▶ _Directive 1_: Find each line in the entries below that contains the word "group", and copy those lines.

▶ _Supplied passage_:
The big thing to note here is her emphasis on the individual. Only individuals have opinions. This is important, because she opposes this idea to the idea that associations or corporations have opinions as well. This is seen in some countries, particularly the United States of America, where companies and political parties are said to have the right of freedom of speech.

Weil also asserts that individuals should be responsible for their words. They should not be simply allowed to express any shocking opinion, unless they are willing either to admit that they don’t stand behind their words or that they do; in the most egregious situations, individuals could be penalized for making outrageous statements that spurred others to perform immoral acts.


For Weil, truth is one of the most important needs of the soul. She says that all people should be nurtured in truth and be protected from sources of untruth, such as newspapers, false media accounts, and propaganda. Her main focus seems to be on the laborers again. She notes that a laborer who spends 8 hours a day working must not be expected to be able to have to distinguish between what is true and false in the papers or other media. They must expect that what they see, hear, or read is invariably true. To ensure truth in the media, she suggests setting up special courts to which those who believe that someone is spreading can be brought and judged. For Weil, the dissemination of lies and falsehoods is a crime as dangerous as any other, if not worse than others because it attacks the human soul’s “most sacred need—protection against suggestion and falsehood.”


Obviously, the concept of uprootedness and the need for roots is basic to Weil’s entire book. Why this metaphor? Is it a metaphor? In some passages, she seems to speak quite literally—as though humans and their social environments are plants and gardens that can be grown and planted through effort.

As the title of the book the book suggests, there is a need for roots—that is, humans need roots to grow. Roots provide the stability and nourishment of a plant. The deeper they go, the more the plant can withstand bad weather and shocks to its system and the more extensive its root system the more nourishment it can receive to grow and remain healthy.

So let’s become clear about what the soil is and what the plant here is. The soil, for Weil, is the social structure that humans create to protect themselves from harm, catastrophes such as starvation, protection from animals, from the elements, and finally protection from each other. The roots are from the plant that symbolizes us humans.

Just as plants need good roots and soil to root in, they also need sun. For Weil, the sun to humans is the world of the spirit. It provides light so the nutrients can work properly, just as photosynthesis creates chlorophyll from the nutrients using the energy of the sun.

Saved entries
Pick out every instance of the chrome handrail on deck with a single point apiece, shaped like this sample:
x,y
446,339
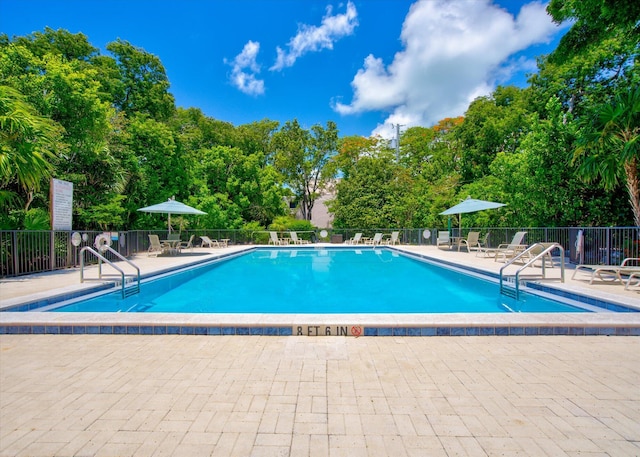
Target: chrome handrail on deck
x,y
546,249
102,258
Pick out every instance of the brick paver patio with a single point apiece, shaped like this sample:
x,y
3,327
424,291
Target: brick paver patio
x,y
105,395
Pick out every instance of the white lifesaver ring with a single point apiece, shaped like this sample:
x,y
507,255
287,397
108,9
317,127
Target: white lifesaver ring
x,y
101,241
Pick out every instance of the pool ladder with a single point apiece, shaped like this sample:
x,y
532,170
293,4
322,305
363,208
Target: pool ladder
x,y
510,284
129,283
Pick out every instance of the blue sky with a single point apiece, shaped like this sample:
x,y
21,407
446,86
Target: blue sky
x,y
365,64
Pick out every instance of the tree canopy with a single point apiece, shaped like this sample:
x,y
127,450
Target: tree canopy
x,y
561,151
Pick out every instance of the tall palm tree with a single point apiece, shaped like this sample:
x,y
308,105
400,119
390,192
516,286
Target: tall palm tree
x,y
609,148
26,143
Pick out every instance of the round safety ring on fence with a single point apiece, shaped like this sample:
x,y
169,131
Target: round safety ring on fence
x,y
101,242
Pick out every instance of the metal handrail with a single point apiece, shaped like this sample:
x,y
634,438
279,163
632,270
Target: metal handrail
x,y
546,249
101,259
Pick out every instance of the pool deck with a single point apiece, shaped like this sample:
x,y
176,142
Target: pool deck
x,y
178,395
35,287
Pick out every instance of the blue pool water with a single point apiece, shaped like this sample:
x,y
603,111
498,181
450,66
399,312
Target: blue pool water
x,y
318,281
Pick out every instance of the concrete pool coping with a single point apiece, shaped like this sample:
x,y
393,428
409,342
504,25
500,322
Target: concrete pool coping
x,y
22,290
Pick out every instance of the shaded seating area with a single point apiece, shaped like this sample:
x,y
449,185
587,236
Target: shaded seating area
x,y
443,239
186,244
376,240
391,239
357,238
208,242
629,266
155,246
296,240
276,241
507,251
483,245
471,242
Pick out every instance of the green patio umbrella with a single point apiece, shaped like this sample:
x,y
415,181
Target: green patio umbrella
x,y
170,207
470,205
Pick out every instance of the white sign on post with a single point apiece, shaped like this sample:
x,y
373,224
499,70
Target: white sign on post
x,y
61,201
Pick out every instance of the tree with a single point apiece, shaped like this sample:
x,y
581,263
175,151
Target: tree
x,y
27,145
492,124
302,158
145,83
609,147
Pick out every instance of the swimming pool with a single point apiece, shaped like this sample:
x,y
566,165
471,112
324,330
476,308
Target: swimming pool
x,y
319,281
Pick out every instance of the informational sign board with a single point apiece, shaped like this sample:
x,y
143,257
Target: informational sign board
x,y
61,201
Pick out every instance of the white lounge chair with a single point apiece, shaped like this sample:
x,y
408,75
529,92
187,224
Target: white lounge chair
x,y
613,272
155,246
377,239
483,245
186,244
508,251
273,239
355,240
471,241
296,240
443,239
393,238
206,241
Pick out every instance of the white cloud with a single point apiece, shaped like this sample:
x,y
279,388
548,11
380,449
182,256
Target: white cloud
x,y
245,68
454,51
312,39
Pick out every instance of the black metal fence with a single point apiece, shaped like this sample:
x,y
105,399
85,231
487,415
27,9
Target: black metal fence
x,y
24,252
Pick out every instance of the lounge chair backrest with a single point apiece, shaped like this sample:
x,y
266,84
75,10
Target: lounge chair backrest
x,y
517,238
472,238
154,240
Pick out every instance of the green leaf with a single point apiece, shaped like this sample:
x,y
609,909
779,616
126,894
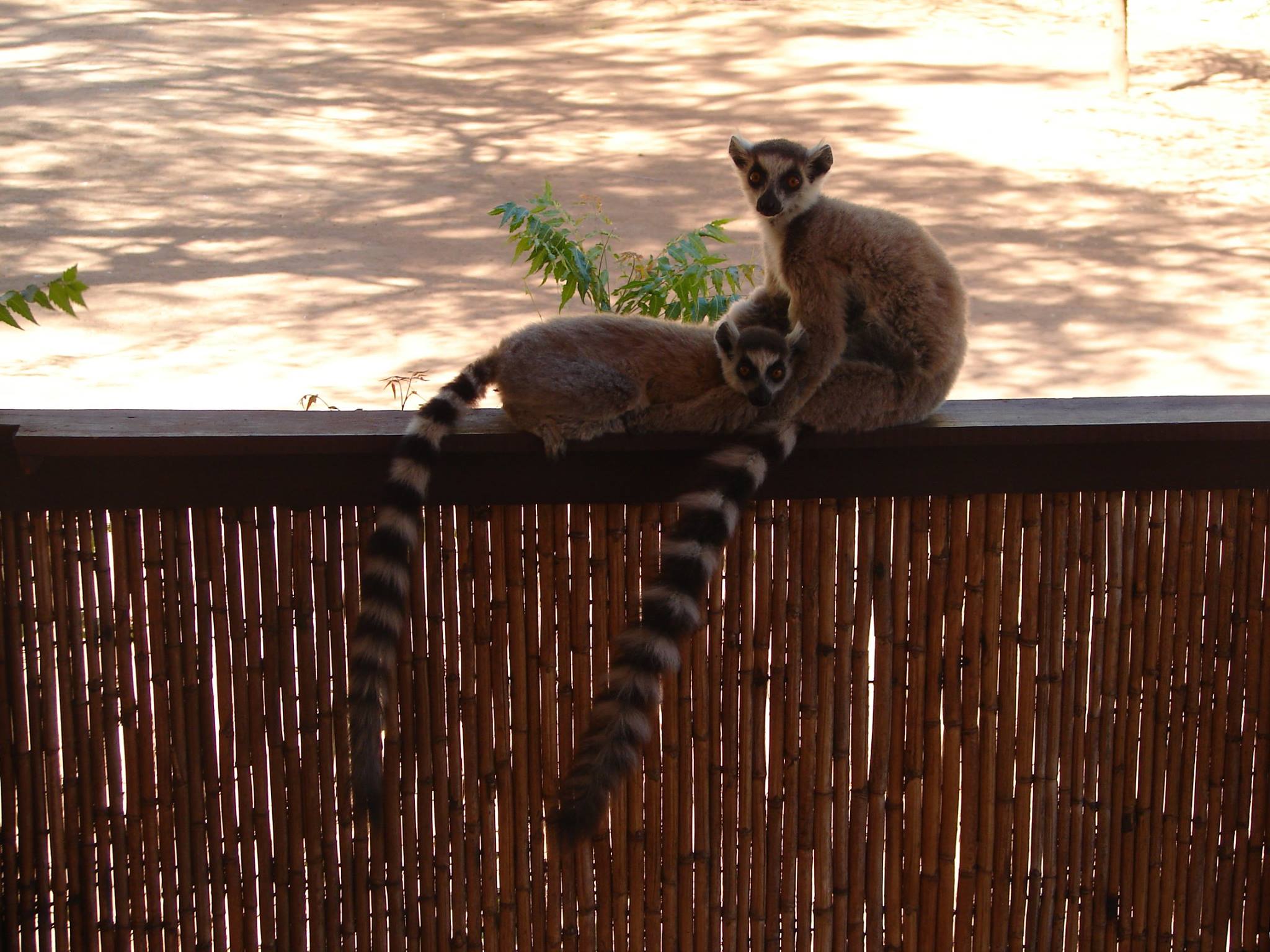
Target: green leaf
x,y
59,296
18,304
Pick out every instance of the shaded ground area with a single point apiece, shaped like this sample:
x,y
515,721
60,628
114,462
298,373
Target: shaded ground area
x,y
278,198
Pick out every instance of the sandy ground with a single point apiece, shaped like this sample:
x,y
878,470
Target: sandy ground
x,y
273,198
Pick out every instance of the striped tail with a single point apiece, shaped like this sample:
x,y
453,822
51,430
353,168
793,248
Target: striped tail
x,y
670,611
386,575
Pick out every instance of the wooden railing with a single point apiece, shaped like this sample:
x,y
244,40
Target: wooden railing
x,y
998,681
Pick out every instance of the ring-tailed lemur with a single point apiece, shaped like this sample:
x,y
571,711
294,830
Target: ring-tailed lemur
x,y
564,379
886,314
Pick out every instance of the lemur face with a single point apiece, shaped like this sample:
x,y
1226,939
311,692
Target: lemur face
x,y
780,178
757,361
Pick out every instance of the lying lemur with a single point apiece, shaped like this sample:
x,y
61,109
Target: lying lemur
x,y
884,314
566,379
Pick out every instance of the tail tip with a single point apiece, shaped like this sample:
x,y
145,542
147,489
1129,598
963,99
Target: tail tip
x,y
574,822
368,791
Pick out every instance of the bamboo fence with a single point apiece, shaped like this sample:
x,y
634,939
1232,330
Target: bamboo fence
x,y
987,721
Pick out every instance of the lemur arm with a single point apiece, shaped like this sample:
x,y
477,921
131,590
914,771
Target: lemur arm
x,y
765,306
721,409
819,311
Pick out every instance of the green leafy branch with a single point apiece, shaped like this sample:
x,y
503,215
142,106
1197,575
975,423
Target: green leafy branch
x,y
60,294
681,282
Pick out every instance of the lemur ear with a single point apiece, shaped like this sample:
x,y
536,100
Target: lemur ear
x,y
819,161
727,337
797,340
739,149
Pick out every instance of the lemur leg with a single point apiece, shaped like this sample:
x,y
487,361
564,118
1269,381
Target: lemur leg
x,y
770,309
860,395
819,312
571,400
718,410
556,433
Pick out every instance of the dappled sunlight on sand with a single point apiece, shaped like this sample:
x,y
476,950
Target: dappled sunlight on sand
x,y
281,198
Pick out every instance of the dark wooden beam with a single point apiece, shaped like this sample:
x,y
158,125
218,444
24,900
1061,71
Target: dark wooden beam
x,y
69,459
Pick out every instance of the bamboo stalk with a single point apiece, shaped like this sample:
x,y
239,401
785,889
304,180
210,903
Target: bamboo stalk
x,y
1245,685
1121,518
808,710
508,833
842,724
413,702
477,759
1044,683
658,800
790,757
827,691
879,756
578,641
613,542
328,615
520,822
860,696
86,742
1236,518
127,901
550,697
236,674
52,876
1179,535
901,549
776,788
253,731
951,708
9,754
220,715
22,654
933,762
708,857
1026,711
1132,904
683,909
1186,928
607,904
1259,706
698,930
1077,828
763,676
466,924
990,707
1049,724
972,641
1210,752
343,541
536,743
1153,723
66,635
730,707
918,673
744,579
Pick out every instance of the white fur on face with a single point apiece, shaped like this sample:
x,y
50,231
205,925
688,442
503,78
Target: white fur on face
x,y
761,358
778,168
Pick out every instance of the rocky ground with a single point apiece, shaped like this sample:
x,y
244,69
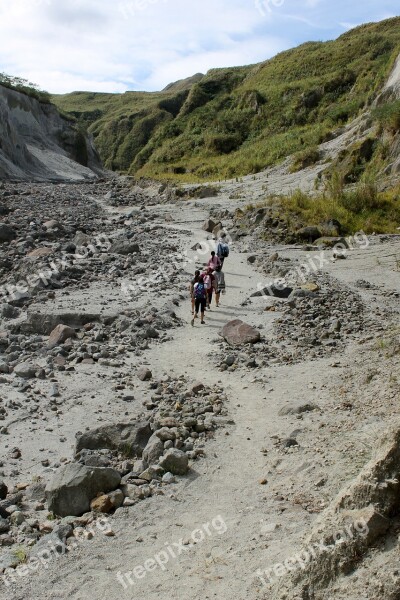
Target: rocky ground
x,y
149,457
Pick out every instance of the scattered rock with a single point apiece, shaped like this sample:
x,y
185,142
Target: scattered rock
x,y
175,461
238,333
73,487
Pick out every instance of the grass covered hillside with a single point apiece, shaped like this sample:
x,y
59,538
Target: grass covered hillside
x,y
237,121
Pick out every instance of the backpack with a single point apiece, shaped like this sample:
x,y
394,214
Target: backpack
x,y
200,291
224,250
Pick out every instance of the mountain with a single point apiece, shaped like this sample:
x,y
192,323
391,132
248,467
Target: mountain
x,y
38,144
237,121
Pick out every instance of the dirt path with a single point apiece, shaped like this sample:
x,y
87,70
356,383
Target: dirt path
x,y
246,525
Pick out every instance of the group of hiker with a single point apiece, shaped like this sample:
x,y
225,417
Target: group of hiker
x,y
209,282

▶ _Directive 2_: Quote the stretch of the passage on Weil from "As the title" through "symbolizes us humans.".

▶ _Right answer 1_:
Pick out every instance of the group of hiker with a single point apiece, shaped like this sample:
Target: group of hiker

▶ _Right answer 2_:
As the title of the book the book suggests, there is a need for roots—that is, humans need roots to grow. Roots provide the stability and nourishment of a plant. The deeper they go, the more the plant can withstand bad weather and shocks to its system and the more extensive its root system the more nourishment it can receive to grow and remain healthy.

So let’s become clear about what the soil is and what the plant here is. The soil, for Weil, is the social structure that humans create to protect themselves from harm, catastrophes such as starvation, protection from animals, from the elements, and finally protection from each other. The roots are from the plant that symbolizes us humans.